● **REQUIRED WORK**: Copy the full set of lines exactly as given.

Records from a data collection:
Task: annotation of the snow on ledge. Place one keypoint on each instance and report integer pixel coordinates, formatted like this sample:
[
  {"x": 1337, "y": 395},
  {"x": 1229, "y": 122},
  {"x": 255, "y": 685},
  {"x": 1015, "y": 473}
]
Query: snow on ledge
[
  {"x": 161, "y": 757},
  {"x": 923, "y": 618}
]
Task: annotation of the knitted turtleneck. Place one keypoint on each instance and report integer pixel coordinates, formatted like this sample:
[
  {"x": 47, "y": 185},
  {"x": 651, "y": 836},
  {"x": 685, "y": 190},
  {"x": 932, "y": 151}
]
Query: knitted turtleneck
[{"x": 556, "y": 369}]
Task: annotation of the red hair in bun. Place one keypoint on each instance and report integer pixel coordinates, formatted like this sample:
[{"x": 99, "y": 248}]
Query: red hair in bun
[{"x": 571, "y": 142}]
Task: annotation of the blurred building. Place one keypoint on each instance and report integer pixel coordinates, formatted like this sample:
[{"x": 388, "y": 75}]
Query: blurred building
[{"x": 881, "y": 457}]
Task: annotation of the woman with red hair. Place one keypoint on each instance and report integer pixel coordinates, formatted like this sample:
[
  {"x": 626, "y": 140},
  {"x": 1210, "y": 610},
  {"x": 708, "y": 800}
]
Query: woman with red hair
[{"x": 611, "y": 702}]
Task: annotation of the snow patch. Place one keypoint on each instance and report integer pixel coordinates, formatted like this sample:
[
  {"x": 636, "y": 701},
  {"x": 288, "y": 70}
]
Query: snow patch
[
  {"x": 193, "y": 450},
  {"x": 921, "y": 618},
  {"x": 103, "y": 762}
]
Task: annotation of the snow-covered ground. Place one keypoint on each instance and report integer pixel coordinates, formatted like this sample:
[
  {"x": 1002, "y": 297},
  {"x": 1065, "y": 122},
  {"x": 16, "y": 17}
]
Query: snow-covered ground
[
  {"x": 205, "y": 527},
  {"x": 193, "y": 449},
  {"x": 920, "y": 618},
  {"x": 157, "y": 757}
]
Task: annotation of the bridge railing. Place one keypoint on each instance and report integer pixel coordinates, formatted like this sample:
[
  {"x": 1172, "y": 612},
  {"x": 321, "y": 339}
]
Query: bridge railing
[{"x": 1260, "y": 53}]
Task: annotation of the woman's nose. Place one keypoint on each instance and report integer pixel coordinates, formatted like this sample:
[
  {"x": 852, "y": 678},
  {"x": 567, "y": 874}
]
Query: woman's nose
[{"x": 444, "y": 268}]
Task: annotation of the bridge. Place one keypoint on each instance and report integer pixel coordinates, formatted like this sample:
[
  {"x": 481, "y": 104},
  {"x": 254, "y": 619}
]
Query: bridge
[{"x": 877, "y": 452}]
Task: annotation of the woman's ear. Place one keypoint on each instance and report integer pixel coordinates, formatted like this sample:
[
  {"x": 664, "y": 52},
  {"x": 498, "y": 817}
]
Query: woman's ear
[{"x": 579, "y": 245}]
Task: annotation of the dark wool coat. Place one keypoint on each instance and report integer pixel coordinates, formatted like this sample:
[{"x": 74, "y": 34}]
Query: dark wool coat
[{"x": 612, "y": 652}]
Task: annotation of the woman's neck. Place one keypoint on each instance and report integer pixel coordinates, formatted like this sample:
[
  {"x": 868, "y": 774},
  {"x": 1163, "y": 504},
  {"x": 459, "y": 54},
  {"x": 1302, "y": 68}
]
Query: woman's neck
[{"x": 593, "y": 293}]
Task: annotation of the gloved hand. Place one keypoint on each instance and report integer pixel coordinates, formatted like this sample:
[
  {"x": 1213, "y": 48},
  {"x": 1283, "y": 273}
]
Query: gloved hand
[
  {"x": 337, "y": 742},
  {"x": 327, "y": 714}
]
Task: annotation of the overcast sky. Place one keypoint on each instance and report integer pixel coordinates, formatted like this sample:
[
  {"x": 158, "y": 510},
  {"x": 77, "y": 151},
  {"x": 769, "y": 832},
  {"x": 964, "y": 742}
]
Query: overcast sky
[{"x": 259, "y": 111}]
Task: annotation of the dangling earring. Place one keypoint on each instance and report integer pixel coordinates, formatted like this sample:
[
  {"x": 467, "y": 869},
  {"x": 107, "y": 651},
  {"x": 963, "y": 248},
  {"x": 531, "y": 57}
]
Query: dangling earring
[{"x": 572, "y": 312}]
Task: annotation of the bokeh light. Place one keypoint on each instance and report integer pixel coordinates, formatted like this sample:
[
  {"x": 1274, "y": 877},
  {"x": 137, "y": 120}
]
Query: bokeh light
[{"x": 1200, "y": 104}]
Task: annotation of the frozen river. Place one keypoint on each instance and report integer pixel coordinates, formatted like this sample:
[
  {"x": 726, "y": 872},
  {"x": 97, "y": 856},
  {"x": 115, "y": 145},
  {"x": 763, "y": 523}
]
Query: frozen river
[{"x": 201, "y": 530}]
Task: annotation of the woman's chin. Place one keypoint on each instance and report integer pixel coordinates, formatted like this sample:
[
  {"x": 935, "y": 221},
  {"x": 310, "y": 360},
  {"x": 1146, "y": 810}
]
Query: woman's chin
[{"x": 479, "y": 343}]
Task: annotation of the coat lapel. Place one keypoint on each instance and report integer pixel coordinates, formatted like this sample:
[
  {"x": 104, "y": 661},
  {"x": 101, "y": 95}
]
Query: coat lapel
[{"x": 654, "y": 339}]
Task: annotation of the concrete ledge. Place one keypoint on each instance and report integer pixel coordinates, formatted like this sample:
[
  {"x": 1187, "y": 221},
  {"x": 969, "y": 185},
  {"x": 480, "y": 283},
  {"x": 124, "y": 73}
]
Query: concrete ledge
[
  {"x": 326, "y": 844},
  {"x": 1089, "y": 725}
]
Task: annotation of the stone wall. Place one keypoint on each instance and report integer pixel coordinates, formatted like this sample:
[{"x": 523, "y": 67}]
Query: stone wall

● **TASK RESULT**:
Task: annotation of the snow on ledge. Place one keypoint on each instance and report integer pixel coordinates, formatted like this sample:
[
  {"x": 1337, "y": 395},
  {"x": 1229, "y": 122},
  {"x": 255, "y": 685},
  {"x": 1015, "y": 473}
]
Query: snow on ledge
[
  {"x": 161, "y": 757},
  {"x": 923, "y": 618}
]
Task: annotation of the knitted turtleneck. Place one keypoint on each instance and report integer pixel coordinates, formatted like this sample:
[
  {"x": 47, "y": 185},
  {"x": 651, "y": 836},
  {"x": 685, "y": 190},
  {"x": 932, "y": 151}
]
Query: knitted turtleneck
[{"x": 556, "y": 369}]
Task: annotation of the red hair in bun. Place one keypoint on each instance and report integer pixel coordinates, formatted like this sample:
[{"x": 99, "y": 248}]
Query: red hair in bun
[{"x": 571, "y": 142}]
Task: annotation of the blurred building. Place one keypoint on each instance and report integer pixel coordinates, formatted like this sample:
[{"x": 388, "y": 75}]
Query: blurred building
[{"x": 881, "y": 457}]
Task: annotation of the woman with red hair. Place one keypoint on each instance and report integer pixel coordinates, formatted like this sample:
[
  {"x": 626, "y": 140},
  {"x": 1210, "y": 610},
  {"x": 708, "y": 800}
]
Query: woman with red hair
[{"x": 611, "y": 702}]
Task: annotation of the snow patch. Place one keypoint on each instance and report integer pixel coordinates, formatted like this sample:
[
  {"x": 636, "y": 701},
  {"x": 288, "y": 70}
]
Query: snow patch
[
  {"x": 193, "y": 450},
  {"x": 921, "y": 618},
  {"x": 103, "y": 762}
]
Task: annotation of the snow-covered ground. Place one keypoint on each instance and report integer pixel coordinates, formatted like this sample:
[
  {"x": 1002, "y": 297},
  {"x": 1065, "y": 122},
  {"x": 16, "y": 17}
]
Query: snow-covered ground
[
  {"x": 205, "y": 527},
  {"x": 193, "y": 449},
  {"x": 920, "y": 618},
  {"x": 157, "y": 757}
]
Task: annotation of the bridge railing. Place one keypoint on each instance and report integer pixel coordinates, formatted like this sample:
[
  {"x": 1172, "y": 612},
  {"x": 321, "y": 339}
]
Query: bridge railing
[{"x": 1260, "y": 53}]
Task: annotation of the woman's nose. Place one keypoint on each instance and report integer pixel coordinates, formatted like this sample:
[
  {"x": 852, "y": 678},
  {"x": 567, "y": 874}
]
Query: woman's nose
[{"x": 444, "y": 268}]
Task: annotation of the bridge. Place one keypoint on each instance and report integer pixel coordinates, formatted like this sample:
[
  {"x": 481, "y": 104},
  {"x": 254, "y": 619}
]
Query: bridge
[{"x": 877, "y": 452}]
Task: annotation of the woman's ear. Place one keypoint on each instance and report integer pixel coordinates, formatted like this sample:
[
  {"x": 664, "y": 52},
  {"x": 498, "y": 817}
]
Query: woman's ear
[{"x": 579, "y": 245}]
Task: annotation of the dark wool coat. Place one keypoint on each instance and report integer pixel coordinates, formatted like this sample:
[{"x": 74, "y": 34}]
Query: dark wool coat
[{"x": 612, "y": 652}]
Task: annotation of the woman's neck. Place one keypoint on each instance and report integer pixel coordinates, formatted like this sample:
[
  {"x": 868, "y": 774},
  {"x": 1163, "y": 504},
  {"x": 459, "y": 54},
  {"x": 1302, "y": 68}
]
Query: woman's neck
[{"x": 593, "y": 293}]
Task: annotation of the gloved hand. Place one keypoint on each instance and report integer pixel coordinates, formatted like this sample:
[
  {"x": 1213, "y": 48},
  {"x": 1283, "y": 273}
]
Query: gloved hand
[
  {"x": 337, "y": 742},
  {"x": 327, "y": 714}
]
Task: annotation of the overcast sky. Place one keypoint on each instance and report integer pixel coordinates, formatted like this sample:
[
  {"x": 158, "y": 510},
  {"x": 77, "y": 151},
  {"x": 769, "y": 832},
  {"x": 964, "y": 742}
]
Query: overcast sky
[{"x": 259, "y": 111}]
Task: annotation of the dangling earring. Place one keypoint on each instance and report integer pixel coordinates, formatted like this sample:
[
  {"x": 467, "y": 869},
  {"x": 107, "y": 651},
  {"x": 963, "y": 248},
  {"x": 531, "y": 57}
]
Query: dangling earring
[{"x": 572, "y": 312}]
Task: annotation of the bokeh light. Place one keypoint on each instance and report integer pixel coordinates, formatted like this sample:
[
  {"x": 1274, "y": 877},
  {"x": 137, "y": 120}
]
Query: bokeh light
[{"x": 1200, "y": 104}]
Task: annotation of the frozen river. Place one keypoint on each instance and report integer pixel coordinates, formatted like this sample:
[
  {"x": 726, "y": 872},
  {"x": 97, "y": 856},
  {"x": 115, "y": 145},
  {"x": 763, "y": 523}
]
Query: frozen river
[{"x": 201, "y": 530}]
Task: annotation of the woman's chin. Place one keypoint on each instance and report integer pixel coordinates, formatted like this sample:
[
  {"x": 935, "y": 221},
  {"x": 310, "y": 360},
  {"x": 1146, "y": 810}
]
Query: woman's chin
[{"x": 479, "y": 343}]
Task: annotation of the coat lapel. Place one keypoint on each instance and report integer pixel coordinates, formatted like this sample:
[
  {"x": 104, "y": 661},
  {"x": 101, "y": 95}
]
Query: coat lapel
[{"x": 654, "y": 339}]
Task: annotation of the concrete ledge. Place one keypoint on each instance and report integer pixel coordinates, formatted like this sample:
[
  {"x": 1187, "y": 221},
  {"x": 969, "y": 185},
  {"x": 480, "y": 283},
  {"x": 124, "y": 73}
]
Query: concrete ledge
[
  {"x": 326, "y": 844},
  {"x": 1089, "y": 725}
]
Task: annotation of the stone wall. Place one keypoint on each instance and report integer pixel coordinates, formatted like this sample:
[{"x": 523, "y": 67}]
Query: stone wall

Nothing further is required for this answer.